[Begin Reading passage]

The SQL LIKE Operator and Wildcards: A Complete Pattern Matching Guide

PN
Priya Nair
Database Engineer & SQL Instructor | 9+ Years Experience

The LIKE operator compares a text value against a pattern rather than an exact string, using two special characters — % and _ — to stand in for parts of that pattern you don’t know or don’t care about. % matches any sequence of characters, including zero characters. _ matches exactly one character, no more and no less. Everything else about LIKE, including every mistake people make with it, comes back to those two symbols and how precisely they behave.

The clearest way to see how those rules play out is to follow a single messy dataset from a broken search box to a clean, correct query.


The Setup: A Product Table Nobody Trusts Anymore

Imagine a products table that’s been fed by three different systems over the years: a legacy inventory tool, a supplier import script, and manual entry by whoever was covering the warehouse desk that week. SKU codes are inconsistent. Product names have stray capitalization. Some entries have trailing spaces, some have abbreviations, and a handful contain punctuation that was never supposed to be there.

Someone on the support team needs to find every product whose SKU starts with WH- — the prefix used for warehouse-only items — so those listings can be pulled from the public site. That’s the first real pattern-matching problem, and it’s the one that introduces %.


The Percent Sign: Matching Any Number of Characters

The query starts simply: SELECT sku, product_name FROM products WHERE sku LIKE 'WH-%'. Read that pattern left to right: the SKU must begin with the literal characters WH-, followed by anything at all, including nothing. A SKU of exactly WH- would still match, since % is allowed to represent zero characters — that edge case surprises people who assume % always stands for “something.”

Flip the pattern around — LIKE '%WH-' — and now the match logic reverses: the SKU must end with WH-, with any number of characters allowed before it. Put % on both sides, LIKE '%WH-%', and the pattern matches WH- occurring anywhere in the string at all, whether at the start, the end, or buried in the middle.

This is the first lesson worth internalizing: the position of % in the pattern determines where the match is allowed to happen, not just whether a match happens. Ordering matters as much as the character itself.

[End Reading passage]
[Begin Dataset entries]

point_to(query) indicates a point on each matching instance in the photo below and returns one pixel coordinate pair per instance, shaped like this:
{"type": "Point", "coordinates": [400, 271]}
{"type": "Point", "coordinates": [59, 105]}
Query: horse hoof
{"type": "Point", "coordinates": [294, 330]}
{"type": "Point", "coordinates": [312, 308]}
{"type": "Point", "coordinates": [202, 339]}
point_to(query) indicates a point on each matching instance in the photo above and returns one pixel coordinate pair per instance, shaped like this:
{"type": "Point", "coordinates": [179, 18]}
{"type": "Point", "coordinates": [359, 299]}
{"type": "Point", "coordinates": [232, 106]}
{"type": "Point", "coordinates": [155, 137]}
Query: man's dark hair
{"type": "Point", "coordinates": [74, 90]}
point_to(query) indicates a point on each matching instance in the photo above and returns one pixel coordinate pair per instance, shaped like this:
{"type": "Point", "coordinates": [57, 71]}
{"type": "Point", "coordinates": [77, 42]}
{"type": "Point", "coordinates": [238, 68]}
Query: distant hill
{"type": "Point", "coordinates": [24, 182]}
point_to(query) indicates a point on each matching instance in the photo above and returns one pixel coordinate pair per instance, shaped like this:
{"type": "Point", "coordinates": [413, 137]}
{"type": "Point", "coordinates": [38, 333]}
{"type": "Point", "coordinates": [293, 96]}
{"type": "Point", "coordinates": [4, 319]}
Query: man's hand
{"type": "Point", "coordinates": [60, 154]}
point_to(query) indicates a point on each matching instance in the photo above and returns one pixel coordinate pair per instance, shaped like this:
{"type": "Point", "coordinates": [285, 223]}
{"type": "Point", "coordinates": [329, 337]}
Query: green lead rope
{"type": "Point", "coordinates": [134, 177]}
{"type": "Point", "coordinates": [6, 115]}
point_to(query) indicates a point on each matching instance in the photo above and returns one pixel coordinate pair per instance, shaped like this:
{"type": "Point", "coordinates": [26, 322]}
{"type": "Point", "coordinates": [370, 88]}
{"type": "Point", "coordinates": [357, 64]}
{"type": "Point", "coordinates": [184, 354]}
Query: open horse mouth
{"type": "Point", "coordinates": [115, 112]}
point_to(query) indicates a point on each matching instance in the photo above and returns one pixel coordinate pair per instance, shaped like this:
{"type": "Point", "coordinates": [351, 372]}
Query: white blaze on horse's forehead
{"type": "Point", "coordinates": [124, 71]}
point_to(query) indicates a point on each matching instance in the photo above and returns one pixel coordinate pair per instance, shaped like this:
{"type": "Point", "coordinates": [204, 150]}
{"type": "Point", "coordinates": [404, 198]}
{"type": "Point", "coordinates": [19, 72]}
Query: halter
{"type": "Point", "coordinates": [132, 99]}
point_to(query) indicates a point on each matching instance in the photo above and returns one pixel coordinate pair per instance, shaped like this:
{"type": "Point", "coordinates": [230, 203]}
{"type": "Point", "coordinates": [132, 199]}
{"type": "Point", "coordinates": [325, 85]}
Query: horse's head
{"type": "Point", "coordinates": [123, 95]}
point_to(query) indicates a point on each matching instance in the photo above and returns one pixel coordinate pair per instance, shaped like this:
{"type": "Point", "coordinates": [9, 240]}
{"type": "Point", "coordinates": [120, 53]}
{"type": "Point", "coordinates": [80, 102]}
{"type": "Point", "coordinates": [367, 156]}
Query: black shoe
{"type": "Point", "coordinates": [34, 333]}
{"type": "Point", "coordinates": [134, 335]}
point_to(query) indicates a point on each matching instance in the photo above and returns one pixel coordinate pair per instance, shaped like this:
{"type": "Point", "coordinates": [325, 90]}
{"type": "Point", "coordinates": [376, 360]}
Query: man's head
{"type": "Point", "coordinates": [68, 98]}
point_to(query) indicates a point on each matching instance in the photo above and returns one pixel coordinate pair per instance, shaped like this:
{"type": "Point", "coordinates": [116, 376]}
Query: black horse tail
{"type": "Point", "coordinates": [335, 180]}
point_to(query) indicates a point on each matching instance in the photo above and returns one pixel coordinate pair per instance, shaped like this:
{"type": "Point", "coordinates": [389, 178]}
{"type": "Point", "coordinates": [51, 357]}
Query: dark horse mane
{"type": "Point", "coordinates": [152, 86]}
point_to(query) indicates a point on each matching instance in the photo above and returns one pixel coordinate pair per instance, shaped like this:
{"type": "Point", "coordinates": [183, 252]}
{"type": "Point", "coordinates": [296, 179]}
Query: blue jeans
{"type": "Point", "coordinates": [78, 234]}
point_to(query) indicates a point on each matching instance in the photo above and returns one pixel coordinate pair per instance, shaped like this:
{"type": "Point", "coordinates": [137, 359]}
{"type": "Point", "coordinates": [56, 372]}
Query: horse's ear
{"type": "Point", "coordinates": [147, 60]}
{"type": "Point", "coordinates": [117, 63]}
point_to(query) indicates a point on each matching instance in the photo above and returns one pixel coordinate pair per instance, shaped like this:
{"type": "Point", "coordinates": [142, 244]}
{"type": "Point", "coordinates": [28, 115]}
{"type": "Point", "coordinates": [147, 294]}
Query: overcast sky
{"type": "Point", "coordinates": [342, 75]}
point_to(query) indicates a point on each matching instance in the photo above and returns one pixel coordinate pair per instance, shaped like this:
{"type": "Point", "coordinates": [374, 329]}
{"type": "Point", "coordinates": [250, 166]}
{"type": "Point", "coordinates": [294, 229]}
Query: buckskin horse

[End Dataset entries]

Actions to take
a – Please repeat the stretch of the LIKE operator guide from "Imagine a products" through "to be there.".
b – According to the LIKE operator guide, which SKU prefix marks warehouse-only items?
c – Resume the LIKE operator guide after its final sentence and carry it forward.
The data is drawn from a separate source.

Answers for the exercise
a –
Imagine a products table that’s been fed by three different systems over the years: a legacy inventory tool, a supplier import script, and manual entry by whoever was covering the warehouse desk that week. SKU codes are inconsistent. Product names have stray capitalization. Some entries have trailing spaces, some have abbreviations, and a handful contain punctuation that was never supposed to be there.

b – WH-

c –
Running LIKE 'WH-%' against the products table pulls back 340 rows. That’s more than expected, so the next question is where those extra rows are coming from.


The Underscore: Matching Exactly One Character

A closer look at the results turns up a problem. Alongside the expected six-character warehouse SKUs like WH-1042, there’s a batch of entries like WH-104, WH-A9, and even one stray WH- with nothing after it. The % wildcard doesn’t care about length, so all of them qualify.

The support team actually wants only the standard-format warehouse SKUs: WH-, followed by exactly four digits, nothing more. That’s a job for _, which matches exactly one character and nothing else.

The corrected pattern: LIKE 'WH-____' — four underscores after the hyphen, one for each expected digit. Now WH-1042 matches, but WH-104 doesn’t (only three characters after the hyphen) and WH-10425 doesn’t either (five characters, one too many). Each underscore is a placeholder for precisely one character position, and LIKE enforces that count strictly.

This distinction — % for “any number of characters” versus _ for “exactly one character” — is the entire vocabulary of LIKE. Nearly every pattern-matching problem in SQL is some combination of these two symbols, arranged to describe the shape of the string you’re looking for.

There’s a catch worth flagging here: _ still matches a digit, a letter, a space, or punctuation — it has no concept of “digit only.” If a SKU had WH-10X2, the pattern WH-____ would match it anyway, since _ doesn’t distinguish character types. For that level of precision, LIKE reaches its limit, and a regular expression function (covered further down) becomes the better tool.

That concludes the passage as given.